▶ _Tarea a realizar_: Reproduce sin cambios, por favor, las líneas que van desde la que contiene "Teacher note: have the class pick out the man's forehead" hasta la última, ambas incluidas.
----
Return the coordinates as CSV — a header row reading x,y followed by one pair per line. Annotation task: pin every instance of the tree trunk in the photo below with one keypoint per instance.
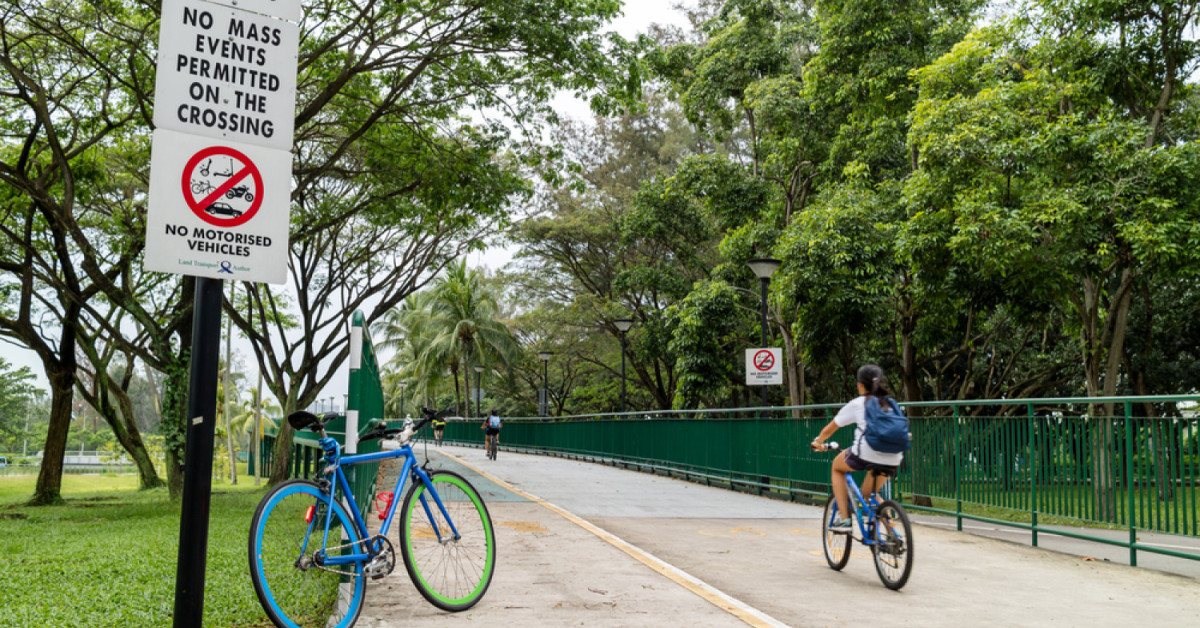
x,y
795,370
228,410
173,424
282,449
1103,348
125,426
48,490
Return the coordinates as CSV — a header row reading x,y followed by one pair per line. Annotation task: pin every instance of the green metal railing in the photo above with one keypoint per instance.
x,y
1032,462
364,407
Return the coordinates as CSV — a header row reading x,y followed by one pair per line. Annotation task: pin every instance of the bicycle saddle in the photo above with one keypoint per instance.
x,y
304,419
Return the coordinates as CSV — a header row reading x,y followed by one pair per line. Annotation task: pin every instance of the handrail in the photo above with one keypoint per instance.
x,y
1045,464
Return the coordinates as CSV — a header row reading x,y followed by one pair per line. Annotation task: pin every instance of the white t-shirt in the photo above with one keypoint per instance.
x,y
856,412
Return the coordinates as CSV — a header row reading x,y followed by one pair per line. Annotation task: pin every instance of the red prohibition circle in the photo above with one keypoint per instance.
x,y
763,360
211,197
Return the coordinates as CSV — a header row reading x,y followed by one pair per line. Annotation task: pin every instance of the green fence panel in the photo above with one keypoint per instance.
x,y
364,407
1030,464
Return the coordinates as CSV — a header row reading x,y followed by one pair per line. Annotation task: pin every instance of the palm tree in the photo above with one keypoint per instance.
x,y
243,420
407,330
445,330
463,312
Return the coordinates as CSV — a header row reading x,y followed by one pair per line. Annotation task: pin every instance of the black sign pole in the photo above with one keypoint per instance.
x,y
202,410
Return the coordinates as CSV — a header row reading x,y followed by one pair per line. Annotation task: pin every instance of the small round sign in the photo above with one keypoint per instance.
x,y
763,360
222,186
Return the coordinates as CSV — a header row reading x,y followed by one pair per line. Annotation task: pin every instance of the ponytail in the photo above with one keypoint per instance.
x,y
871,377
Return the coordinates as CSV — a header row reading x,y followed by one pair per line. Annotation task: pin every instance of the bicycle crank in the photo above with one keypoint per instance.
x,y
382,563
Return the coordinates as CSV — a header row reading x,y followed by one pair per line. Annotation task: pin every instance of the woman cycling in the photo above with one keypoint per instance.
x,y
439,426
859,456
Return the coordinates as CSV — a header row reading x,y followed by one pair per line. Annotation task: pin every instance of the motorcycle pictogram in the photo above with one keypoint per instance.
x,y
240,191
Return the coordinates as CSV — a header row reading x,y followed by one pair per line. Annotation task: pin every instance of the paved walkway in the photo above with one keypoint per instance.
x,y
585,544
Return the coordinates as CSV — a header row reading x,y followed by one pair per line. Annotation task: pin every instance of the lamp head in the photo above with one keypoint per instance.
x,y
763,267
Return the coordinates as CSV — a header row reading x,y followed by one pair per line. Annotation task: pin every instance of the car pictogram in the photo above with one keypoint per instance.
x,y
220,208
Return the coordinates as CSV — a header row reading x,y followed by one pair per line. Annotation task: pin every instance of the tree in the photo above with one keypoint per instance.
x,y
463,328
1048,183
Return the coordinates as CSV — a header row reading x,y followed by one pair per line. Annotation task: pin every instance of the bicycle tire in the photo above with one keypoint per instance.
x,y
451,574
835,545
295,597
893,544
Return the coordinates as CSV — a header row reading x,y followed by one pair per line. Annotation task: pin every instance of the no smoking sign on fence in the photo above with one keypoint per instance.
x,y
763,366
225,211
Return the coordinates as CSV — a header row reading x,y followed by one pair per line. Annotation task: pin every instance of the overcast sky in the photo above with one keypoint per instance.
x,y
639,15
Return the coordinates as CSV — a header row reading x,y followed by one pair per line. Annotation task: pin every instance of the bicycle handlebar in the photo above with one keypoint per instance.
x,y
382,431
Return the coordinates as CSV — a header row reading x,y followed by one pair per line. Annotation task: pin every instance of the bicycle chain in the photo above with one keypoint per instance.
x,y
389,550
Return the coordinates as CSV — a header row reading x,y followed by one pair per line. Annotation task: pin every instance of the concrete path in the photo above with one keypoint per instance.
x,y
583,544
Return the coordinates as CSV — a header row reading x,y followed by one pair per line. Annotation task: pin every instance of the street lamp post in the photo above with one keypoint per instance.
x,y
623,326
763,267
479,389
544,356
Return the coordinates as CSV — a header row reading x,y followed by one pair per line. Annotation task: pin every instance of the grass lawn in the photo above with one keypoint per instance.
x,y
108,556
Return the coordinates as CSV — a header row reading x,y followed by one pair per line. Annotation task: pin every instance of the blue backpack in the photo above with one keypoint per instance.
x,y
887,430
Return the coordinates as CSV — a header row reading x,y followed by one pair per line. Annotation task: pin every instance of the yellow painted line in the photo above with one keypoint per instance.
x,y
749,615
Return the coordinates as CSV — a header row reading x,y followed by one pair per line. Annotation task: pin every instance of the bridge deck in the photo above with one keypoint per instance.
x,y
583,544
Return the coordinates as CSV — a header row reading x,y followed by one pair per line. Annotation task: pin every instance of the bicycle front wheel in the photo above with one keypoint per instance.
x,y
893,544
451,570
835,545
288,527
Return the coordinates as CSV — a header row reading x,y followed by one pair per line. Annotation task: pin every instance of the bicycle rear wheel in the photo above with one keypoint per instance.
x,y
453,573
835,545
893,544
287,528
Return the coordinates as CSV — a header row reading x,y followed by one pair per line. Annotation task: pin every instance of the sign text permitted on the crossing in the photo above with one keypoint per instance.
x,y
763,366
227,73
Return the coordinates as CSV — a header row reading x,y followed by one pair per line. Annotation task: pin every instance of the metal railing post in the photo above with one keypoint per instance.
x,y
1033,478
1129,484
958,470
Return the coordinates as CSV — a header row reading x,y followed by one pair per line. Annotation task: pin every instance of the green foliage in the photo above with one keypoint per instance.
x,y
16,396
130,537
706,336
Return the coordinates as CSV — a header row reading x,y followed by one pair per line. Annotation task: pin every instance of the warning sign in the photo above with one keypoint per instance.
x,y
222,186
763,366
228,73
222,214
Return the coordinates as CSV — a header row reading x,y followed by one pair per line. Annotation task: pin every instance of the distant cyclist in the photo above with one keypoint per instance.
x,y
858,456
439,425
492,424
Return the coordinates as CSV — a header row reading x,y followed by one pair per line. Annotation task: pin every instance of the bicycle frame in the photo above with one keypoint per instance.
x,y
856,498
334,464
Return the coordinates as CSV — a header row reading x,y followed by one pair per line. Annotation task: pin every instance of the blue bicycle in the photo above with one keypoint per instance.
x,y
882,526
311,554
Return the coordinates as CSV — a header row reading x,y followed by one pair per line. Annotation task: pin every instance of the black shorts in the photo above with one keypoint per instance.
x,y
858,464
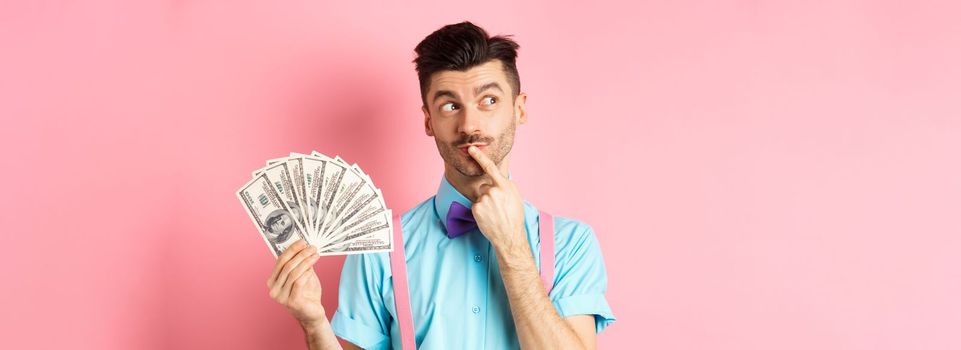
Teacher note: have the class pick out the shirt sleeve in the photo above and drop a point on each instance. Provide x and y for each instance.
(580, 277)
(362, 317)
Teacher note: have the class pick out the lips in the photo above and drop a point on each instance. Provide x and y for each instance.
(463, 148)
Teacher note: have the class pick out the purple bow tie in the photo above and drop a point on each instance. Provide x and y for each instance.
(460, 220)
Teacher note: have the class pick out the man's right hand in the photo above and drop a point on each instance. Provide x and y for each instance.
(295, 285)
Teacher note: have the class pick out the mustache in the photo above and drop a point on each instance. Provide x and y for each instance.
(469, 139)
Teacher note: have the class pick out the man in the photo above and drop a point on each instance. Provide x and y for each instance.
(468, 290)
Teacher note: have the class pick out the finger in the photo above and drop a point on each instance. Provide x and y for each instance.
(299, 273)
(291, 265)
(487, 164)
(284, 258)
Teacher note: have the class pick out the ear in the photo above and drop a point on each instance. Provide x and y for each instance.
(520, 108)
(427, 128)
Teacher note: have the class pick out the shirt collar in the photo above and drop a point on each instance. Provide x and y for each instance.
(447, 194)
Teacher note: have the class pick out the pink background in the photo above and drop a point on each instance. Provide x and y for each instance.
(761, 175)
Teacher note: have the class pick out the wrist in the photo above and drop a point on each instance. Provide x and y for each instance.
(317, 325)
(514, 256)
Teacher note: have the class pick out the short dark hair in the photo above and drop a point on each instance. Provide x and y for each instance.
(463, 46)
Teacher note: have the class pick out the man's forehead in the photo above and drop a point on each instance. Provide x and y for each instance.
(473, 78)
----
▶ _Respuesta escrita_:
Teacher note: have the class pick out the man's forehead in the photo above and drop a point on each instance. Provide x and y for each instance.
(473, 78)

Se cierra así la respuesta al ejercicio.